TEXTE PROPOSÉ:
- - -
Devoir de vacances (1) : La pêche, ligne par ligne

Publié le par Garrigues

Jésus apparaît à sept disciples

1 Après cela, Jésus se manifesta aux disciples sur les bords de la mer de Tibériade . Voici comment les choses se passèrent. 2 Simon-Pierre, Thomas qu'on appelle Didyme, Nathanaël de Cana de Galilée, les fils de Zébédée et deux autres disciples se trouvaient ensemble. 3a Simon-Pierre leur dit : "Je vais pêcher." Ils lui dirent : "Nous allons avec toi."

Donc, après la mort de Jésus, la majorité des disciples (7 sur 12) retourne à ses occupations précédant l' "appel". Comme si de rien n'était ? On ne sait.

3b Ils sortirent et montèrent dans la barque, mais cette nuit-là, ils ne prirent rien. 4 C'était déjà le matin lorsque Jésus vint se placer sur le rivage, mais les disciples ne savaient pas que c'était lui.
- - -
TRAVAIL DEMANDÉ:
a – Dans le texte sur la pêche, relevez tous les disciples désignés par leur nom propre.
b – Recopiez fidèlement la partie du texte sur la pêche qui commence par les mots contenant "Jésus apparaît à" et se termine par "que c'était lui.".
Les items présentés ensuite proviennent d'une autre source.

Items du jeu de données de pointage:
- - -
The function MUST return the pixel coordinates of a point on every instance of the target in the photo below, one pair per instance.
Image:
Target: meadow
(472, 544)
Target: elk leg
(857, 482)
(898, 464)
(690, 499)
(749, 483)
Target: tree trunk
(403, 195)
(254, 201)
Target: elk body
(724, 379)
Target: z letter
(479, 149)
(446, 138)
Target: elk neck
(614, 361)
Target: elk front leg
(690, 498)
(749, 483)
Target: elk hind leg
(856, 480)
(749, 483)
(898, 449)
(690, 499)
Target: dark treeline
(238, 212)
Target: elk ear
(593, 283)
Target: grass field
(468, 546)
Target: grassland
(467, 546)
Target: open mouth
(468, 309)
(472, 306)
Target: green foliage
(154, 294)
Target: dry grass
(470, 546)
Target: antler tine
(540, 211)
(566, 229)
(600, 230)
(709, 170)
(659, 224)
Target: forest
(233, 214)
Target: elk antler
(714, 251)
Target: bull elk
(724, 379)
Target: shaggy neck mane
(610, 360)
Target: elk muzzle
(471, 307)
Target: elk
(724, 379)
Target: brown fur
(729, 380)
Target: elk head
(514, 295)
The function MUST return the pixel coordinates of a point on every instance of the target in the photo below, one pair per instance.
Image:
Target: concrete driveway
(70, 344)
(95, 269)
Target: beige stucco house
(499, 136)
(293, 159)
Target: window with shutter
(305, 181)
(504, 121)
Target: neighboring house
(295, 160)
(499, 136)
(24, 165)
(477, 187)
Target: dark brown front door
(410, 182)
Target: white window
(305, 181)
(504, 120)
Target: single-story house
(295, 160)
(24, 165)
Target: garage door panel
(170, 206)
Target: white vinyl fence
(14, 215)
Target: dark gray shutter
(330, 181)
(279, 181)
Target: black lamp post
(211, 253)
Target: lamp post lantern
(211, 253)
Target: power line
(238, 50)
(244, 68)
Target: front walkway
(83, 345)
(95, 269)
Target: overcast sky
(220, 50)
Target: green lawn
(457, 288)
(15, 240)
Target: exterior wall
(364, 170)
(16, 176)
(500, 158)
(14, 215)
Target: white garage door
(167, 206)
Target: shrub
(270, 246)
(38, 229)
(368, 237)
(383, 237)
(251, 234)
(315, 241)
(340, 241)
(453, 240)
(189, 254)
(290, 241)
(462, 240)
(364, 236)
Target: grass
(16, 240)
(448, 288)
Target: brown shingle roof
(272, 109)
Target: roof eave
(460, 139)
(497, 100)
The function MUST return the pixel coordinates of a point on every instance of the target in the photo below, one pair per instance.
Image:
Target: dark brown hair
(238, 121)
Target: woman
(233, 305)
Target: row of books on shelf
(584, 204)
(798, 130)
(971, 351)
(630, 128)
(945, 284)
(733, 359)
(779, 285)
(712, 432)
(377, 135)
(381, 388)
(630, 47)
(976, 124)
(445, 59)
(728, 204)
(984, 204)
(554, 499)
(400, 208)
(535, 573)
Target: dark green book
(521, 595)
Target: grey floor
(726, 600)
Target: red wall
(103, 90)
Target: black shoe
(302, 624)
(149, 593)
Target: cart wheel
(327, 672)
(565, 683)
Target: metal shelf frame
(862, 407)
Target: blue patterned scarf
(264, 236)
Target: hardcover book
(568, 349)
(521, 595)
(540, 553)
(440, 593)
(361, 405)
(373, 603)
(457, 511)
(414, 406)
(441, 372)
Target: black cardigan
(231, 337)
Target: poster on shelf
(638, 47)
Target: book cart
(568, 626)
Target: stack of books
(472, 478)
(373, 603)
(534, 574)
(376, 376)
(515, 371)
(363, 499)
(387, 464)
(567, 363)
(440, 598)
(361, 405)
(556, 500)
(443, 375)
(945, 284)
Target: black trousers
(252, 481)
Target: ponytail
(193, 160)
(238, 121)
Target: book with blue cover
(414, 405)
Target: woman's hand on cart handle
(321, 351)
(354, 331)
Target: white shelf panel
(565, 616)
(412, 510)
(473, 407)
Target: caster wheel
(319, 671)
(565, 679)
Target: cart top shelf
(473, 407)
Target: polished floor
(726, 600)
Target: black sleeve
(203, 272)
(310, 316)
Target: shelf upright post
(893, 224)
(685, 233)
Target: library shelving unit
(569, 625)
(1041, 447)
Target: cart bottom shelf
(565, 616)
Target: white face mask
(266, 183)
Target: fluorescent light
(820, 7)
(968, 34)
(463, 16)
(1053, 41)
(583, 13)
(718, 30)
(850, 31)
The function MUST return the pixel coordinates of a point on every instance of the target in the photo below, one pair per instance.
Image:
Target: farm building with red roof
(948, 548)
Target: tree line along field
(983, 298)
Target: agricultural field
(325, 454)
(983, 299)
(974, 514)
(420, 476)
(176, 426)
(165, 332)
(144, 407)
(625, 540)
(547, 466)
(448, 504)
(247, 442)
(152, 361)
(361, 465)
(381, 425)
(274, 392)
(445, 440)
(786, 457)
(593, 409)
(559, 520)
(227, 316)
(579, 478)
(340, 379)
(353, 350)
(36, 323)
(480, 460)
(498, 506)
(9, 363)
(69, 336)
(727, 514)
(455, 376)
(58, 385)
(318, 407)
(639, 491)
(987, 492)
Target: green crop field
- - -
CORRIGÉ DE L'EXERCICE:
a – Simon-Pierre, Thomas (appelé Didyme), Nathanaël

b –
Jésus apparaît à sept disciples

1 Après cela, Jésus se manifesta aux disciples sur les bords de la mer de Tibériade . Voici comment les choses se passèrent. 2 Simon-Pierre, Thomas qu'on appelle Didyme, Nathanaël de Cana de Galilée, les fils de Zébédée et deux autres disciples se trouvaient ensemble. 3a Simon-Pierre leur dit : "Je vais pêcher." Ils lui dirent : "Nous allons avec toi."

Donc, après la mort de Jésus, la majorité des disciples (7 sur 12) retourne à ses occupations précédant l' "appel". Comme si de rien n'était ? On ne sait.

3b Ils sortirent et montèrent dans la barque, mais cette nuit-là, ils ne prirent rien. 4 C'était déjà le matin lorsque Jésus vint se placer sur le rivage, mais les disciples ne savaient pas que c'était lui.